━━ Selected extract
Gratitude Sunday: Dragons, Death, Dust

Gratitude * Sunday

Quote of the Week – “No dragon can resist the fascination of riddling talk and of wasting time trying to understand it.”
J.R.R. Tolkien from The Hobbit or There and Back Again

Sunday Haiku
Yellow sun blue sky,
cheats me outside, cold wind streaks
through my thinning bones.

Sunday Musings
Did you remember to change your clocks back? Not you in Hawai’i or Arizona; you are probably the sanest people in America because you don’t have your body chemistry being mucked with twice a year. Since we are falling back it’s not too late unless you work today, and you might be early for the kick off on the Sunday football games. If you forgot, go change those clocks now so you won’t be early tomorrow. So many of our appliances are programmed to reset themselves it shouldn’t take long to find the clocks that need changing. A 40 year old clock-radio (still works, so why discard it?) at my bedside is the one I have to change manually.

During one of my five minute work windows this week I put on the new Dia de los Muertos bracelet I bought for my birthday month and dusted my dragons. This is a small family culled from the son’s little boy toy boxes. They are plastic, purple, silver, spiky, and horrible for small toys and small boys and big imaginations. Big imaginations don’t happen just in small boys. The dust made the dragons look like they were wearing velvet cloaks.
━━━━
- What is asked
According to the Sunday musings, why are people in Hawai'i and Arizona probably the sanest in America? Answer in one to three sentences.
━━ Recorded information
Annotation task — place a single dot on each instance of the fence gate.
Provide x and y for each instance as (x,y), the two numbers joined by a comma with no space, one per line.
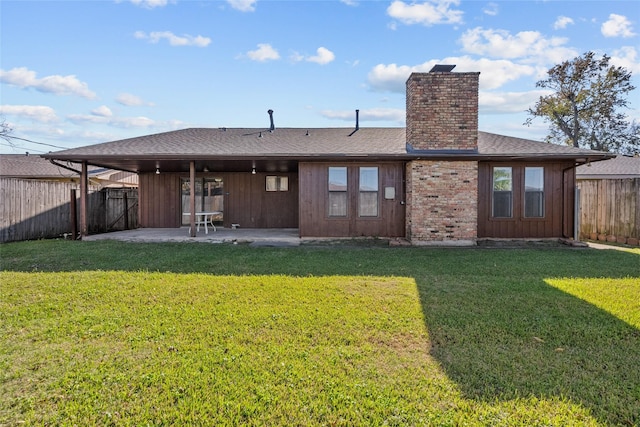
(120,208)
━━━━
- Worked solution
They don't change their clocks, so their body chemistry isn't being mucked with twice a year.